MomentumSGD¶
Description¶
This module implements the momentum stochastic gradient descent - MomentumSGD.
The regular stochastic gradient descent has a number of drawbacks, one of which is the difficulty in working with the “ravines” of the error function — those parts of the surface with a noticeable spread in the change rate of the function depending on the direction (see Figure 1.a) In such cases, the SGD algorithm spends most of its energy on oscillations along the slopes of the "ravine", which is why the progress to a minimum is slowed down.
The use of an additional momentum in this algorithm allows you to muffle the vibrations and accelerate the progress in the relevant direction (see Figure 1.b).
Analytically, this is expressed by adding the decay rate γ, which is responsible for how much of the gradient from the previous step to take into account at the current step (here, we omit some notation that was present in the formulas for SGD for simplicity):
\begin{equation} g_t = \gamma{g_{t-1}} + (1 - \gamma)\eta\nabla_\theta J(\theta_t) \end{equation} \begin{equation} \theta_{t+1} = \theta_t - g_t \end{equation}
where
\theta_{t+1} - updated set of parameters for the next optimization step;
\theta_t - set of parameters at the current step;
\gamma - exponential decay rate (usually about 0.9);
\eta - learning rate (in some versions of the formula, it includes the (1 - \gamma) factor);
\nabla_{\theta}J(\theta_t) - gradient of the error function.

Detection annotation records:
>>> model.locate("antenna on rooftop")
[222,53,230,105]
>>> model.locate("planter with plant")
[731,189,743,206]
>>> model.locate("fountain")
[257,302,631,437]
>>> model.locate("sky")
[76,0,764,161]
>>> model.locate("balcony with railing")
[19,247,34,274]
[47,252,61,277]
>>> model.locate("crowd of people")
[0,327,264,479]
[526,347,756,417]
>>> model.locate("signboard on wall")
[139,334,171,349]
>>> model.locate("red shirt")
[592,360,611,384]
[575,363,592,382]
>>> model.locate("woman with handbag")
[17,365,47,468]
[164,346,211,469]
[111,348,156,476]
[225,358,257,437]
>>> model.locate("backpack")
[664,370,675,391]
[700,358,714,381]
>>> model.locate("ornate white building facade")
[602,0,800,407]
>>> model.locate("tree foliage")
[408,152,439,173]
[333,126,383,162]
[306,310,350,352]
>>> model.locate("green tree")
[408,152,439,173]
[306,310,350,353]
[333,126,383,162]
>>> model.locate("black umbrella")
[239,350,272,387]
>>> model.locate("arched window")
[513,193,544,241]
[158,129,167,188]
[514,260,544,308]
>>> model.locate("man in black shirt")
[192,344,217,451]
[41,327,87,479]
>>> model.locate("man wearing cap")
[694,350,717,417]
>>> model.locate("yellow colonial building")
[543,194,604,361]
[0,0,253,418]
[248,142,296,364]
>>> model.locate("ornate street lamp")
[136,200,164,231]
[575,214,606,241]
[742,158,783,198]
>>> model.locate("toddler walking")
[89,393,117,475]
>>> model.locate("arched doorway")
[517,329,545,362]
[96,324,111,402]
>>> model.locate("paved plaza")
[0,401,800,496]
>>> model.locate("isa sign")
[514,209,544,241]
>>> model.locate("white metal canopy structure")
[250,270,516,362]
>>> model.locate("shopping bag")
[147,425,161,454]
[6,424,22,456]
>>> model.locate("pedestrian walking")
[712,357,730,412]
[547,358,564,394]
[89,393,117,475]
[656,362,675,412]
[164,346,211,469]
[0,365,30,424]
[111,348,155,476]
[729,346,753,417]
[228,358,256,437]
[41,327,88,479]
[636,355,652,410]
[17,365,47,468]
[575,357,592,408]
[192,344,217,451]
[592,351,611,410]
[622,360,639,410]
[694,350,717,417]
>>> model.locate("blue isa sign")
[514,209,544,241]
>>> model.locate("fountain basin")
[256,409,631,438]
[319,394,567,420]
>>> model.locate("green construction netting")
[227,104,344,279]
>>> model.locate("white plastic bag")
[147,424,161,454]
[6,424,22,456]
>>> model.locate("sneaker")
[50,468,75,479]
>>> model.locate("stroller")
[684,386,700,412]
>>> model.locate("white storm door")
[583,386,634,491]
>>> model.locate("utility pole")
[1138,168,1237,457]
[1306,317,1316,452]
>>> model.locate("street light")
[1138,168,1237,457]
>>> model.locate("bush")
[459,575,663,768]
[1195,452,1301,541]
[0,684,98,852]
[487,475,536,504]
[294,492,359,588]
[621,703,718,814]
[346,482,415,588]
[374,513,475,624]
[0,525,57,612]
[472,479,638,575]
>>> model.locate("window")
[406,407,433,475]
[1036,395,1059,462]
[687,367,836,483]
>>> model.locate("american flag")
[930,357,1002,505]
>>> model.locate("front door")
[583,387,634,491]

### Your tasks
A - List every symbol that the MomentumSGD page explains in the list after "where", in the order the page gives them.
B - Reproduce the MomentumSGD page word for word, beginning at the words "The regular stochastic" and stopping after "(see Figure 1.b).".
C - Write the next part of the MomentumSGD page, picking up after its last line.
The items are not needed for any of this.

### Responses to the exercise
A -
\theta_{t+1}
\theta_t
\gamma
\eta
\nabla_{\theta}J(\theta_t)

B -
The regular stochastic gradient descent has a number of drawbacks, one of which is the difficulty in working with the “ravines” of the error function — those parts of the surface with a noticeable spread in the change rate of the function depending on the direction (see Figure 1.a) In such cases, the SGD algorithm spends most of its energy on oscillations along the slopes of the "ravine", which is why the progress to a minimum is slowed down.
The use of an additional momentum in this algorithm allows you to muffle the vibrations and accelerate the progress in the relevant direction (see Figure 1.b).

C -
Initializing¶
def __init__(self, learnRate=1e-3, momRate=0.9, nodeinfo=None):
Parameters
Parameter | Allowed types | Description | Default |
---|---|---|---|
learnRate | float | Learning rate | 1e-3 |
momRate | float | Exponential decay rate | 0.9 |
nodeinfo | NodeInfo | Object containing information about the computational node | None |
Explanations
-
Examples¶
Necessary imports:
import numpy as np
from PuzzleLib.Optimizers import MomentumSGD
from PuzzleLib.Backend import gpuarray
Info
gpuarray
is required to properly place the tensor in the GPU.
is required to properly place the tensor in the GPU.
data = gpuarray.to_gpu(np.random.randn(16, 128).astype(np.float32))
target = gpuarray.to_gpu(np.random.randn(16, 1).astype(np.float32))
Declaring the optimizer:
optimizer = MomentumSGD(learnRate=0.01, momRate=0.85)
Suppose there is already some net
network defined, for example, through Graph, then in order to install the optimizer on the network, we need the following:
optimizer.setupOn(net, useGlobalState=True)
Info
You can read more about optimizer methods and their parameters in the description of the Optimizer parent class
Moreover, let there be some loss
error function, inherited from Cost, calculating its gradient as well. Then we get the implementation of the optimization process:
for i in range(100):
... predictions = net(data)
... error, grad = loss(predictions, target)
... optimizer.zeroGradParams()
... net.backward(grad)
... optimizer.update()
... if (i + 1) % 5 == 0:
... print("Iteration #%d error: %s" % (i + 1, error))